DOCUMENT EXCERPT »
---
Regulations aren’t perfect, but they are usually put in place to protect consumers and families from falling victim to corporate greed.

Often, deregulation can lead to tragedy and environmental ruin. The catastrophic 2013 oil train derailment in Lac-Megantic, Quebec, is a prime example: years of deregulation, mostly by conservative Canadian government leaders, had eroded that country’s railroad safety controls. By the time the Lac-Megantic accident occurred — killing 50 people and wiping out the downtown business community — Canada’s railway companies were inspecting their own equipment and infrastructure with little to no government oversight.

Regulating industry is often the only thing the public can do to ensure the air they breathe and water they drink is free from dangerous toxins. The Clean Air Act — which Trump is messing with, by the way, in an attempt to deregulate some of the biggest air polluters in the nation — helps regulate industries like pulp and paper mills, which release toxic air pollutants like dioxin that are known to cause cancer and birth defects.

Even the news you get — or, rather, don’t get — is the product of massive deregulation in this country. Deregulation in the mid-1990s and early 2000s led to the fact that five companies, controlled by 15 billionaires, now own 90 percent of the news you read and hear.
---
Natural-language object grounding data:
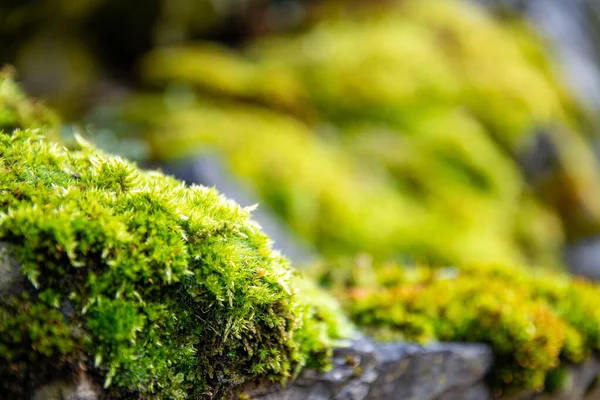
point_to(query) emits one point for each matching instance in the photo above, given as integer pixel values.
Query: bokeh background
(421, 132)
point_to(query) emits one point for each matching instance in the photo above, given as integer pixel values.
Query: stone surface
(365, 370)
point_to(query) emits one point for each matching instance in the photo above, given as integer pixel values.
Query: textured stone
(11, 279)
(365, 370)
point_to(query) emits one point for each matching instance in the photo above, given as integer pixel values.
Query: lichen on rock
(153, 288)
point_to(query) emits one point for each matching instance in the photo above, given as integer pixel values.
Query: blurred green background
(375, 136)
(435, 132)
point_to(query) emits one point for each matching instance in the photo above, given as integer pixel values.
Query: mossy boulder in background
(142, 285)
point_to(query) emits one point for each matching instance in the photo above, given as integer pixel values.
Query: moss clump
(388, 132)
(157, 289)
(533, 322)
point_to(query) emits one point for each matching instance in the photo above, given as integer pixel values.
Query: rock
(365, 370)
(64, 390)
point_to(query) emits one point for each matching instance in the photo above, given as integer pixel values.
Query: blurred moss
(536, 323)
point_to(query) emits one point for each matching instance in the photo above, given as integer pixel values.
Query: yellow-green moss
(533, 322)
(157, 289)
(388, 132)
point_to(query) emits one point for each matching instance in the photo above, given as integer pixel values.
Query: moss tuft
(160, 290)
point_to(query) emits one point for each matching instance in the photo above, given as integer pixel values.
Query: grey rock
(365, 370)
(212, 171)
(479, 391)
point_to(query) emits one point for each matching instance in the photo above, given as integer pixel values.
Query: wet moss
(536, 323)
(157, 289)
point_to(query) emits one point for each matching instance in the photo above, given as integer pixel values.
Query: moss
(19, 112)
(387, 132)
(535, 323)
(158, 289)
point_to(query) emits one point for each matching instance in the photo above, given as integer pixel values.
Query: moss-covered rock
(389, 132)
(535, 322)
(158, 290)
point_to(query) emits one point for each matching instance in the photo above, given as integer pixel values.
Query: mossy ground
(157, 289)
(388, 132)
(535, 322)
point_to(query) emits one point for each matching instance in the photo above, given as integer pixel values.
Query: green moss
(387, 132)
(18, 112)
(533, 322)
(160, 290)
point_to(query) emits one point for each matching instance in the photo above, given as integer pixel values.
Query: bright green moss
(532, 322)
(162, 290)
(388, 132)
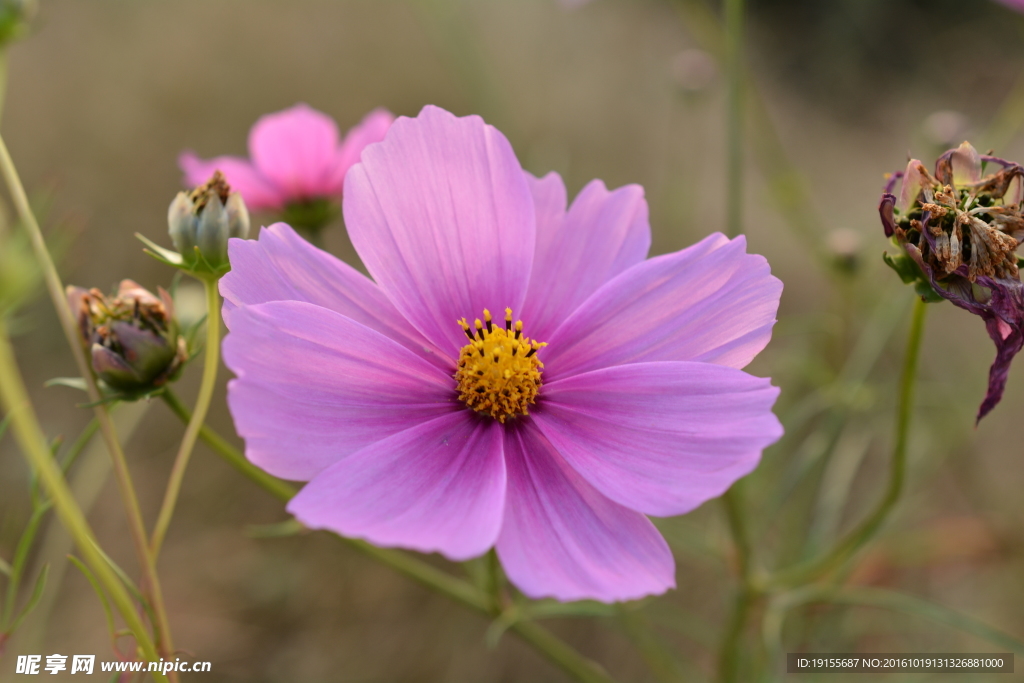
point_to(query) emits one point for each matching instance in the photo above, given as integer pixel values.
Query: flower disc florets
(960, 217)
(499, 372)
(958, 230)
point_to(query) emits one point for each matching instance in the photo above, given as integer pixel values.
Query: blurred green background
(104, 94)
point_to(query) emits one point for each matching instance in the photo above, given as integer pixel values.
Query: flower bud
(200, 223)
(132, 337)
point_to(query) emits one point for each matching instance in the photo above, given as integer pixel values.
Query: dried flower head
(960, 229)
(131, 336)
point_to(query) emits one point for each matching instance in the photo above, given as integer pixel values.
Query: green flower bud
(200, 223)
(132, 337)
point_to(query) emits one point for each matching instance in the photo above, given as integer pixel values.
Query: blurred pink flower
(296, 157)
(416, 428)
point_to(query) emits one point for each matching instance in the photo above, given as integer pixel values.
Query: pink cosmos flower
(616, 394)
(296, 157)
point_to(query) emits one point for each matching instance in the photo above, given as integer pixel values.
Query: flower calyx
(200, 223)
(132, 338)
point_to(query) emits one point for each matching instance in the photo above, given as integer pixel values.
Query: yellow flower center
(499, 372)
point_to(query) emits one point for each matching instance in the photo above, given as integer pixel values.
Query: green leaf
(276, 530)
(37, 594)
(904, 266)
(19, 560)
(163, 255)
(111, 628)
(73, 382)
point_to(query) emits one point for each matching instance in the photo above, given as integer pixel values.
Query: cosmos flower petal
(438, 486)
(660, 437)
(372, 129)
(443, 220)
(314, 386)
(711, 302)
(295, 150)
(562, 539)
(240, 174)
(603, 233)
(283, 266)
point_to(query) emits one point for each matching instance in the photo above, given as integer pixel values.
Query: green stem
(72, 334)
(897, 471)
(734, 117)
(728, 660)
(33, 442)
(544, 641)
(207, 386)
(283, 491)
(729, 653)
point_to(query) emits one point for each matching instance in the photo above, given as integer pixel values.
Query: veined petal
(711, 302)
(295, 148)
(442, 218)
(660, 437)
(603, 233)
(372, 129)
(246, 180)
(438, 486)
(283, 266)
(564, 540)
(314, 386)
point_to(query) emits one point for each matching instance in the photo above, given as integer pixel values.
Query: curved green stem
(33, 441)
(68, 324)
(728, 660)
(283, 491)
(734, 117)
(556, 650)
(897, 471)
(206, 388)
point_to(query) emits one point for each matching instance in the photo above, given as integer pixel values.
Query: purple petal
(711, 302)
(283, 266)
(564, 540)
(602, 235)
(442, 218)
(246, 180)
(438, 486)
(295, 150)
(660, 437)
(314, 386)
(372, 129)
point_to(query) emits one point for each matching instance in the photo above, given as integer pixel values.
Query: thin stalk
(897, 471)
(734, 117)
(556, 650)
(207, 386)
(3, 78)
(728, 669)
(31, 438)
(70, 327)
(283, 491)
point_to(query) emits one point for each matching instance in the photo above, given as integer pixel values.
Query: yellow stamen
(499, 372)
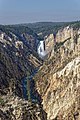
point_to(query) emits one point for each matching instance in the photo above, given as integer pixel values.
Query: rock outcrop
(58, 80)
(15, 108)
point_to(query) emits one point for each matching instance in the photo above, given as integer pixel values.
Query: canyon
(55, 86)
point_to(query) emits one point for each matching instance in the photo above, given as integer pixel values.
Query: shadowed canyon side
(39, 77)
(18, 60)
(58, 80)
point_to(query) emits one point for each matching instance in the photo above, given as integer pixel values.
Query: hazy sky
(25, 11)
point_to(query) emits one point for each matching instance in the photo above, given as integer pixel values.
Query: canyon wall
(58, 80)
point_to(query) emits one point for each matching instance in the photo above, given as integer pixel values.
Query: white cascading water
(41, 49)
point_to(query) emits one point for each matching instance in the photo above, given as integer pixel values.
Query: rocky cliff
(58, 80)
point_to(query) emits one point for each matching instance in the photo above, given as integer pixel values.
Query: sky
(29, 11)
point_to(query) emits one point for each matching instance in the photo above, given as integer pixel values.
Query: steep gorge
(58, 80)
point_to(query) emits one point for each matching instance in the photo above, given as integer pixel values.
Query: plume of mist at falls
(41, 49)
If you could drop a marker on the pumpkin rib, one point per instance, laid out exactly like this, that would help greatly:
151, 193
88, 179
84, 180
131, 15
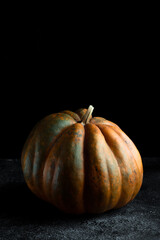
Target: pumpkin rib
127, 185
140, 175
63, 195
118, 169
138, 182
47, 155
38, 167
97, 181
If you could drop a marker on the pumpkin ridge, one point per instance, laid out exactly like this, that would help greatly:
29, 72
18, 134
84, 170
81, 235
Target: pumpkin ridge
126, 197
135, 162
78, 137
48, 152
117, 165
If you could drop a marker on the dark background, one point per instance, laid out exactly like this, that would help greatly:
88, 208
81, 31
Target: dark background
72, 61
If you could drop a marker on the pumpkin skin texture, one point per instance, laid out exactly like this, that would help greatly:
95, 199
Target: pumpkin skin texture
81, 167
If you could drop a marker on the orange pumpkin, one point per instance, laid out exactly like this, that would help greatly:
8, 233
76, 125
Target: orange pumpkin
81, 164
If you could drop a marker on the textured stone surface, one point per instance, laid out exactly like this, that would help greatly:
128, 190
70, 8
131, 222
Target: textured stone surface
24, 216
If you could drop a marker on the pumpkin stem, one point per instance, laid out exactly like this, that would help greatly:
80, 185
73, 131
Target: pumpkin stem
87, 115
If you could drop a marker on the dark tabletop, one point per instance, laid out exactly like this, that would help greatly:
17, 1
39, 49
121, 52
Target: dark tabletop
24, 216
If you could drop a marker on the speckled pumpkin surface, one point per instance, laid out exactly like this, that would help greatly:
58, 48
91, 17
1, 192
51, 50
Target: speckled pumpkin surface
81, 163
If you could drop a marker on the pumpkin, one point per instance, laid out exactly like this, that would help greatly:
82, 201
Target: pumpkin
81, 164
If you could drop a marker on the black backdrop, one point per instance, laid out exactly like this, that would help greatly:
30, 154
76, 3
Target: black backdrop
50, 66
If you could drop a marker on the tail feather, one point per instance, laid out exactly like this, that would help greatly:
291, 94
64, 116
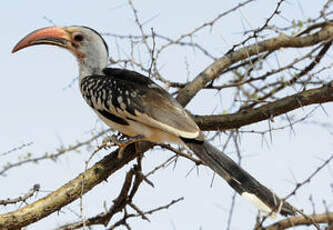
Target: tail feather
240, 180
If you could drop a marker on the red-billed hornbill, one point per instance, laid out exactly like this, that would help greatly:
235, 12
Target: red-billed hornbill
137, 107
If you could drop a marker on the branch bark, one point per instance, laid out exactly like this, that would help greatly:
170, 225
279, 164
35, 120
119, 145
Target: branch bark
214, 70
300, 220
270, 110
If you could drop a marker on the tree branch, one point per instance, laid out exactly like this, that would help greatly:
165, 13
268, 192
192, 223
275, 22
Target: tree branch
299, 220
70, 191
278, 107
214, 70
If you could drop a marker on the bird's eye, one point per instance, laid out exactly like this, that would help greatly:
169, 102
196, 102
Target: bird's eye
78, 37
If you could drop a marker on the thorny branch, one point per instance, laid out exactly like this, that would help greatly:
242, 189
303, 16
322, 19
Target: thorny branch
23, 198
259, 94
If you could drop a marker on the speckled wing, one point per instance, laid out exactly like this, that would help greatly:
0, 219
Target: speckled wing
150, 104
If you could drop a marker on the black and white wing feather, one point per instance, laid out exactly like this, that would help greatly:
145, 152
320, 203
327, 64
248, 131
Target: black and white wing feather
126, 95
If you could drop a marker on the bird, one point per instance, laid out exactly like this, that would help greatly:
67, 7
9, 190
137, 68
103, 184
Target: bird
137, 107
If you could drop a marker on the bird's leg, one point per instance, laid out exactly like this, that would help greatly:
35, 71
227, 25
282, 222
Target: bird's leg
122, 144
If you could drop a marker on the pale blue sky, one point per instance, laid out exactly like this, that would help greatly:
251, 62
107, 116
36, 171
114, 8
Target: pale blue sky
39, 107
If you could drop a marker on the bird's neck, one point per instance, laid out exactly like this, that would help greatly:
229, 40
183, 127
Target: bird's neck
91, 66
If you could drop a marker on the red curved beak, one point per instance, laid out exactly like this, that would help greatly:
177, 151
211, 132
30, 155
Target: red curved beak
57, 36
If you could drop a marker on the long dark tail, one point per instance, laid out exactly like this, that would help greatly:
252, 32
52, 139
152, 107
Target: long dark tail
239, 179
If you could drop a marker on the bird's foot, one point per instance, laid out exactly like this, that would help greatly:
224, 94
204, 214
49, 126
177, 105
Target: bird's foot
122, 143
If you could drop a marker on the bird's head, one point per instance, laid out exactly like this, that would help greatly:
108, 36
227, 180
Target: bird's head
85, 43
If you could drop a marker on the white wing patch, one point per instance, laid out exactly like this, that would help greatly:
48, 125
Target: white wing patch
144, 118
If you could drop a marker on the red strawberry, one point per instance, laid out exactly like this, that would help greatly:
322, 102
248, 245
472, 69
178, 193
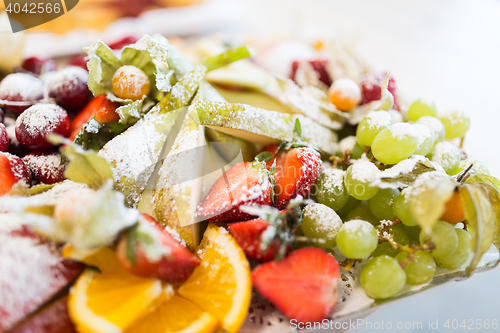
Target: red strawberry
12, 170
149, 250
371, 87
296, 172
248, 235
303, 285
319, 66
245, 183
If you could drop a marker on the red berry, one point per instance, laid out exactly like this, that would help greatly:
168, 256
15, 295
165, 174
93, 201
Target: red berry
20, 87
39, 65
4, 138
37, 122
69, 87
174, 265
371, 87
303, 285
46, 167
243, 184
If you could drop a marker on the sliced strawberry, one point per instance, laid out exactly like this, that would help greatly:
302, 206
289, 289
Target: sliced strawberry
248, 235
303, 285
296, 172
151, 251
245, 183
100, 107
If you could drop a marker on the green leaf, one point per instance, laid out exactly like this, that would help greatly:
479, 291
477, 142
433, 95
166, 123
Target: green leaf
480, 216
428, 196
404, 173
226, 58
102, 66
86, 166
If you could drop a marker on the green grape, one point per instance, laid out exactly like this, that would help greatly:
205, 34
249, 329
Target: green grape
330, 189
381, 204
477, 166
419, 109
446, 155
362, 212
458, 257
358, 178
371, 125
456, 123
350, 143
435, 125
401, 208
321, 222
395, 143
419, 270
382, 277
425, 140
357, 239
349, 206
443, 236
399, 235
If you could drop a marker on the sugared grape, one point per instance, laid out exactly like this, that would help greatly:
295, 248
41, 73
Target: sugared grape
395, 143
344, 94
381, 204
371, 125
419, 270
20, 87
456, 123
358, 178
425, 140
444, 238
401, 208
446, 155
419, 109
357, 239
458, 257
330, 189
435, 125
321, 222
382, 277
37, 122
130, 82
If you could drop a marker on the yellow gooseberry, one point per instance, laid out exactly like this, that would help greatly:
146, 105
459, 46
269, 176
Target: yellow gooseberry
130, 82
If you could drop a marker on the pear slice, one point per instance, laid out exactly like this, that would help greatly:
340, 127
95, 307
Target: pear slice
134, 153
261, 126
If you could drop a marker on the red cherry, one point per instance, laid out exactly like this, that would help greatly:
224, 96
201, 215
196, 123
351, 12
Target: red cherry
69, 87
39, 65
37, 122
4, 138
46, 167
20, 87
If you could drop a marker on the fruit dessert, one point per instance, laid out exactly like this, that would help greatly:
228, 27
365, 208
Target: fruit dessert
160, 190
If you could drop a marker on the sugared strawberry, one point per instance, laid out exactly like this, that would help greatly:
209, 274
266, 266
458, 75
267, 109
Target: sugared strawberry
149, 250
12, 170
296, 172
100, 107
4, 138
37, 122
38, 65
303, 285
371, 87
246, 183
319, 66
46, 167
248, 234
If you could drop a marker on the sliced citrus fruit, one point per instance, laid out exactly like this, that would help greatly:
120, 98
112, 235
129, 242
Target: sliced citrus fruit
221, 284
112, 300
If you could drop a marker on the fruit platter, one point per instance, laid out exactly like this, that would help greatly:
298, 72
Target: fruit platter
166, 185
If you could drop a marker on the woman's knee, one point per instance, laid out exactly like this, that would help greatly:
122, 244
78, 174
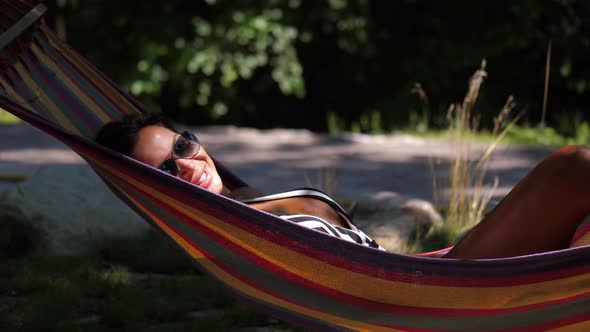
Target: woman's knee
571, 160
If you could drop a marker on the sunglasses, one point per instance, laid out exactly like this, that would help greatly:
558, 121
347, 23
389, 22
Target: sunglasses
186, 146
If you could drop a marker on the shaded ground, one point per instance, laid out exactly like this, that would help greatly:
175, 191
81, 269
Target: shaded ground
280, 159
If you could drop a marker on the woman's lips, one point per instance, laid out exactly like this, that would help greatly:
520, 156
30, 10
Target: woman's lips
203, 180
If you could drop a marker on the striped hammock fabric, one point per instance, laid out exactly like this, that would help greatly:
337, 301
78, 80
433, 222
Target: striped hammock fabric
286, 270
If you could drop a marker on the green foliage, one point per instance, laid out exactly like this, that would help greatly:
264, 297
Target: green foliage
18, 236
149, 252
292, 63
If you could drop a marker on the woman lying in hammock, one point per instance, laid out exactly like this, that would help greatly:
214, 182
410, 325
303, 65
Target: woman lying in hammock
540, 214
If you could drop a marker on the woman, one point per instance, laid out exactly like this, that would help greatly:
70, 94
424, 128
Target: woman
540, 214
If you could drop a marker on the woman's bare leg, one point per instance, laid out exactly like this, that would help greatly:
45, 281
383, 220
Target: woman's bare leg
540, 214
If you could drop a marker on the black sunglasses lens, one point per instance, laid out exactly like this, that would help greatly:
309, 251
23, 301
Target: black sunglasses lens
169, 166
182, 147
190, 136
186, 145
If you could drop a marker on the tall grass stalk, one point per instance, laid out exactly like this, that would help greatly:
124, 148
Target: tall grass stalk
467, 197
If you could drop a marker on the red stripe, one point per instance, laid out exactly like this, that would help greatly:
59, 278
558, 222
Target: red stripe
89, 79
581, 231
73, 109
456, 281
337, 295
106, 110
224, 242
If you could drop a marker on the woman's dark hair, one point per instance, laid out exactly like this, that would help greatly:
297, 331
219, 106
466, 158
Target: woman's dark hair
121, 135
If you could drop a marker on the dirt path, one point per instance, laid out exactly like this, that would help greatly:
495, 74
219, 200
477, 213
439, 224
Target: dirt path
281, 159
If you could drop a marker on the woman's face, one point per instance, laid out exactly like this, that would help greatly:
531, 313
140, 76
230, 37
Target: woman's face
154, 146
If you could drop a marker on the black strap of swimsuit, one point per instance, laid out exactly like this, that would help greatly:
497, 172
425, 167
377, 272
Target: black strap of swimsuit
302, 192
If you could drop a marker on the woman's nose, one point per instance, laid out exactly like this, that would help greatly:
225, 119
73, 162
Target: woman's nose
184, 166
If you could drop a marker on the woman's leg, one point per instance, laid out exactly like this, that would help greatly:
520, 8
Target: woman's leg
540, 214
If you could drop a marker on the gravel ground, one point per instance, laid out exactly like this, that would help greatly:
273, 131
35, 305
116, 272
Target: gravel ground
353, 165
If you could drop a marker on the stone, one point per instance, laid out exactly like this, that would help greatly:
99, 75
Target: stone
391, 219
72, 207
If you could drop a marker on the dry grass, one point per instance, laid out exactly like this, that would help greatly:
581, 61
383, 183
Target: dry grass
468, 197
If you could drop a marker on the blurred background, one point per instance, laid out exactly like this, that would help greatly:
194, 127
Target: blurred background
338, 65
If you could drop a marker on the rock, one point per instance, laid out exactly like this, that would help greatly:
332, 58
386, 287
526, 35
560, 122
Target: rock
391, 219
72, 207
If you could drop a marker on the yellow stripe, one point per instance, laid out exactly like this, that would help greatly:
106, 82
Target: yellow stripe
38, 92
12, 94
584, 240
96, 109
582, 326
96, 79
375, 289
244, 288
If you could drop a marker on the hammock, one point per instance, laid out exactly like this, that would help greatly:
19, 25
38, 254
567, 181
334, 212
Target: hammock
294, 273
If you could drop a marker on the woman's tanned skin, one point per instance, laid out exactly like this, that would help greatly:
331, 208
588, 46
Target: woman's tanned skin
540, 214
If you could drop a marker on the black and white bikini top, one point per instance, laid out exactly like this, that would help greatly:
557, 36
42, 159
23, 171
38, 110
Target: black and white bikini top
351, 234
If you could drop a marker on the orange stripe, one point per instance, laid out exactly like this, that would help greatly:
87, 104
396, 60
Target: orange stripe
244, 288
371, 288
75, 90
105, 86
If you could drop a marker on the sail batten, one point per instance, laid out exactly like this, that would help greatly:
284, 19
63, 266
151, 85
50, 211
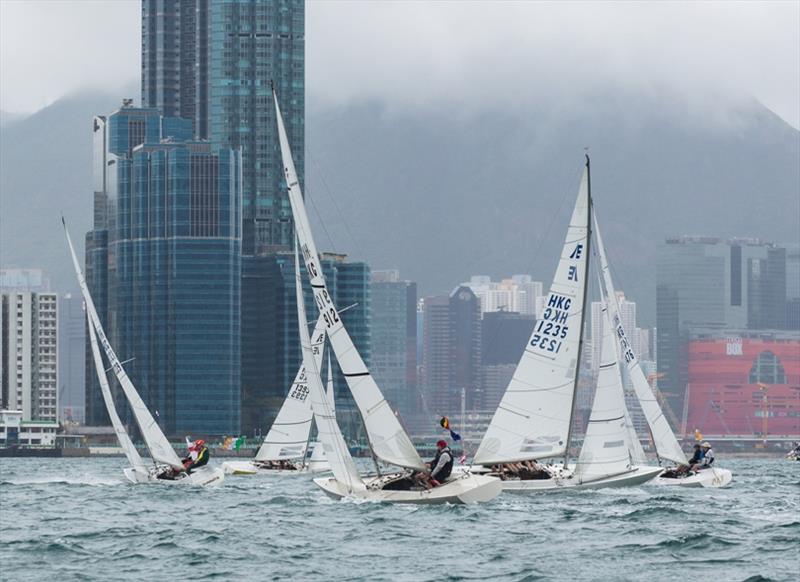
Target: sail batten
664, 439
534, 416
387, 439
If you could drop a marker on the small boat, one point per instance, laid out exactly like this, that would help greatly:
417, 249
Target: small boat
166, 468
535, 416
284, 449
387, 439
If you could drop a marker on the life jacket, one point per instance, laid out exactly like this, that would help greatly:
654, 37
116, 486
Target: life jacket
445, 471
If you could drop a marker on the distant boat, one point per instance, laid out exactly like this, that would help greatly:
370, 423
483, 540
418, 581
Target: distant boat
387, 439
166, 467
284, 449
535, 416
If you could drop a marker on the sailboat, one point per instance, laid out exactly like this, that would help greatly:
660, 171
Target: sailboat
283, 451
166, 467
664, 440
535, 416
387, 439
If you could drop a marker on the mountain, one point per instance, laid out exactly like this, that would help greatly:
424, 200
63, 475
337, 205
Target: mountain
442, 196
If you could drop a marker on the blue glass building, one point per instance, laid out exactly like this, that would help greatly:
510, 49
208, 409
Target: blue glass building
172, 264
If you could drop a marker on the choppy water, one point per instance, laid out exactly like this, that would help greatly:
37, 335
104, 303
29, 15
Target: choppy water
75, 519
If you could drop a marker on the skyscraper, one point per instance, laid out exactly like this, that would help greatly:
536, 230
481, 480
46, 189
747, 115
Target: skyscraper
29, 361
214, 62
164, 264
709, 283
394, 339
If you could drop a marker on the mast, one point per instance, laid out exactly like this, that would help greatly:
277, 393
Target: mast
583, 309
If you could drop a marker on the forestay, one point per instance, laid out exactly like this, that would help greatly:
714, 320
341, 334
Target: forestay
336, 451
533, 418
119, 429
664, 439
388, 441
288, 436
605, 451
154, 438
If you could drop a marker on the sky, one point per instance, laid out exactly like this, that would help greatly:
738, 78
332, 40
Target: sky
476, 55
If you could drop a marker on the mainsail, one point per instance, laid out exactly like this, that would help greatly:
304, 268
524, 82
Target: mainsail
605, 447
342, 464
533, 418
387, 439
288, 436
664, 439
122, 435
154, 438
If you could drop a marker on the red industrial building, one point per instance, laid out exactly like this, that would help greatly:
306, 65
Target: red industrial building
745, 384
---
WHAT YOU NEED TO DO »
[a] Summarize the passage on deregulation in two sentences.
[b] Extend the passage on deregulation from where it stops.
The items play no part in this.

RESULTS BY TASK »
[a] Regulations usually protect consumers and families from corporate greed, while deregulation can lead to tragedy and environmental ruin, as in the 2013 Lac-Megantic oil train derailment, which killed 50 people after years of deregulation left Canada's railway companies inspecting themselves. Regulation such as the Clean Air Act is often the public's only way to keep air and water free of dangerous toxins, and deregulation in the mid-1990s and early 2000s left five companies, controlled by 15 billionaires, owning 90 percent of the news people read and hear.

[b]
Deregulation is great for the heads of these companies … which could explain why we rarely hear about major economic studies debunking the deregulation myths. That brings us back to Trump’s “beautiful coal” scenario. Turns out, a 2017 Columbia University study has completely disproved the president’s promises, finding that federal regulations had little to do with the coal industry’s demise and that it is “highly unlikely U.S. coal mining employment will return to pre-2015 levels, let alone the industry’s historical highs.”

The next time you hear the president or a local legislator or even a major media company touting the wonders of deregulation, think about who benefits from killing regulations on dangerous industry, media mergers and environmental polluters and remember that, unless you’re a billionaire, the answer is likely, “not me.”